» **REQUIRED TASK**: Count the lines in the records below that contain the string "cloud", and reply with that number alone.
— begin GIVEN DATA —
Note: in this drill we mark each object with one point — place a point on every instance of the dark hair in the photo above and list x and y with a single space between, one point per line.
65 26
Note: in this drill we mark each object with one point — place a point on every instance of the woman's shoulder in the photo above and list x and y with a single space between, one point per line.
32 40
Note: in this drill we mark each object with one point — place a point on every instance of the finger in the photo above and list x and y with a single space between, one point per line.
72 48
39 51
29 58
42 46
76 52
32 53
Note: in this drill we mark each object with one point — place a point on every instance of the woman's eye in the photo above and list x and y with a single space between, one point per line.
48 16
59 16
— end GIVEN DATA —
— begin GIVEN DATA —
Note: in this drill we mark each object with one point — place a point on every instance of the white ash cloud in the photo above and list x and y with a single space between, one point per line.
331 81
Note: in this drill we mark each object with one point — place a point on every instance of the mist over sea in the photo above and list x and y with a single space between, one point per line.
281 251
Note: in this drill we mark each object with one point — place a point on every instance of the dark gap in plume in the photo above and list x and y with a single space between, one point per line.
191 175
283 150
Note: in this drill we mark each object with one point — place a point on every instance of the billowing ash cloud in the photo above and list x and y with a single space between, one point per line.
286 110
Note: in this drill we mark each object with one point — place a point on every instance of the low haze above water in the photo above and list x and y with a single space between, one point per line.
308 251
— end GIVEN DATA —
» **SOLUTION TO THIS EXERCISE**: 2